▶ **QUOTED PASSAGE**:
========

United States District Court, E.D. Virginia, Alexandria Division

May 15, 2018

ANDREI IANCU, Defendant.


          T. S. Ellis, Judge

         At issue in this Title VII[1] employment discrimination case is defendant's Motion to Dismiss plaintiffs Amended Complaint pursuant to Rules 12(b)(1) and 12(b)(6), Fed. R. Civ. P.

         In the Amended Complaint, plaintiff asserts one hostile work environment claim against defendant, alleging that defendant discriminated against plaintiff on the basis of his race (South Asian), national origin (Indian), and religion (Muslim). Defendant argues that the Amended Complaint should be dismissed:

(i) because plaintiff raised several of the allegedly discriminatory actions that form the basis of his hostile work environment claim as part of a union grievance process which plaintiff then failed to exhaust,
(ii) because several of the allegedly discriminatory actions are untimely, and
(iii) because the allegedly discriminatory actions are not sufficiently severe or pervasive to state a claim for hostile work environment.

         Plaintiff opposes defendant's motion, arguing (i) that the untimeliness of the allegedly discriminatory actions must be overlooked because the conduct is part of a continuing violation and (ii) that defendant's conduct, as a whole, is sufficiently severe and pervasive to state a hostile work environment claim. These issues have been fully briefed and argued and are now ripe for disposition.

========

▶ **DATA RECORDS**:
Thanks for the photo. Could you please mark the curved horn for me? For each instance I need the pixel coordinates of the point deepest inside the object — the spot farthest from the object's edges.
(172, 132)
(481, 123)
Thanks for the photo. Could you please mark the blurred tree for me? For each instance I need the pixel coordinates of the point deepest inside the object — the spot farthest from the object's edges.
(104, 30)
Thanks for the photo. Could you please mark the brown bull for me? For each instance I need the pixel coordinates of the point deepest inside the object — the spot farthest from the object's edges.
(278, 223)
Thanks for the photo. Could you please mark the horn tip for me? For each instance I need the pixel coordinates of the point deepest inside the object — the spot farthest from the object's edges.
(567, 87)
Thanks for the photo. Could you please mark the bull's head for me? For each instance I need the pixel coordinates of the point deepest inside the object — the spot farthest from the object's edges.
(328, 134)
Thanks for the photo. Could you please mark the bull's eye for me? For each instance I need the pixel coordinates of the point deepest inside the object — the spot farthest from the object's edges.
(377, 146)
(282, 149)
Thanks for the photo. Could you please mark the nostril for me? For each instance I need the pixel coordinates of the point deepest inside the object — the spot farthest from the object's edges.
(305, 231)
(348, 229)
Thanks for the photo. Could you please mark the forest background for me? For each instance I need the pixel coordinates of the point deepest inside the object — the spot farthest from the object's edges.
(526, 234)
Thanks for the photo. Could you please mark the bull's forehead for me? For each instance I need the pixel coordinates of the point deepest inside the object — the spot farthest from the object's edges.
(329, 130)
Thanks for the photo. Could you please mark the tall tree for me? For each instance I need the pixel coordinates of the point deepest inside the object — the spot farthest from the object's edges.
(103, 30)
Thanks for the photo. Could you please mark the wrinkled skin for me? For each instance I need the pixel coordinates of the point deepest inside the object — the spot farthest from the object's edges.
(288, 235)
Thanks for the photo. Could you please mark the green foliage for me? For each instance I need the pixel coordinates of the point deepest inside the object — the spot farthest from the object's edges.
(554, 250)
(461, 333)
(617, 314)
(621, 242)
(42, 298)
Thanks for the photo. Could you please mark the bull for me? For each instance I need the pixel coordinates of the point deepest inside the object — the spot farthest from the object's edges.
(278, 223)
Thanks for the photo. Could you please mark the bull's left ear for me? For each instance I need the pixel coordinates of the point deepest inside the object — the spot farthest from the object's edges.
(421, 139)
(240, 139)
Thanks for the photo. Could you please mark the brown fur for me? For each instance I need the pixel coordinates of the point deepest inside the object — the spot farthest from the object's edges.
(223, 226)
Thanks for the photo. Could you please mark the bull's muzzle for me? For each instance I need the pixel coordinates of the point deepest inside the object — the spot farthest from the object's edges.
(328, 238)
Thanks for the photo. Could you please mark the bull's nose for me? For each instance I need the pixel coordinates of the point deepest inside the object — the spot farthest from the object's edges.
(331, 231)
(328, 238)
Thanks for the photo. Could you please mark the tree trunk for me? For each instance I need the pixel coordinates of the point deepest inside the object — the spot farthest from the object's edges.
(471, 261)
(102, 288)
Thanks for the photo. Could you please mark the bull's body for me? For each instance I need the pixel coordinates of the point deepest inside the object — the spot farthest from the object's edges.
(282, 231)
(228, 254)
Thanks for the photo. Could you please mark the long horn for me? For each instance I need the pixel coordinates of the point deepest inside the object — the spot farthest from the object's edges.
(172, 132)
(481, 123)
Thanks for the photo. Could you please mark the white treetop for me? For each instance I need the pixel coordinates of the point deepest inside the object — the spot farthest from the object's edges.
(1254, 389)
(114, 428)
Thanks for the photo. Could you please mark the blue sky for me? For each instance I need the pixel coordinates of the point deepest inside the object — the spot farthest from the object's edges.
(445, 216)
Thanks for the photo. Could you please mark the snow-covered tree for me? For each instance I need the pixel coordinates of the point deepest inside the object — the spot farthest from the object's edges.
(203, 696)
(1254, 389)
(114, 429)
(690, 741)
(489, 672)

========

▶ **REQUIRED ACTIONS**:
1. From the court opinion, list each basis on which the plaintiff alleges the defendant discriminated against him, with the detail given for each.
2. For each statement, say whether the court opinion supports it (yes or no), and quote the words that decide it.
(a) The plaintiff asserts two hostile work environment claims in the Amended Complaint.
(b) The defendant's motion to dismiss is brought under Rules 12(b)(1) and 12(b)(6).
(c) The plaintiff argues that untimeliness should be overlooked because the conduct is part of a continuing violation.
The entries come from a separate source and are unrelated to the court opinion.

▶ **WRITTEN RESPONSES**:
1.
- Race (South Asian)
- National origin (Indian)
- Religion (Muslim)

2.
(a) No: "plaintiff asserts one hostile work environment claim against defendant"
(b) Yes: "pursuant to Rules 12(b)(1) and 12(b)(6), Fed. R. Civ. P."
(c) Yes: "the untimeliness of the allegedly discriminatory actions must be overlooked because the conduct is part of a continuing violation"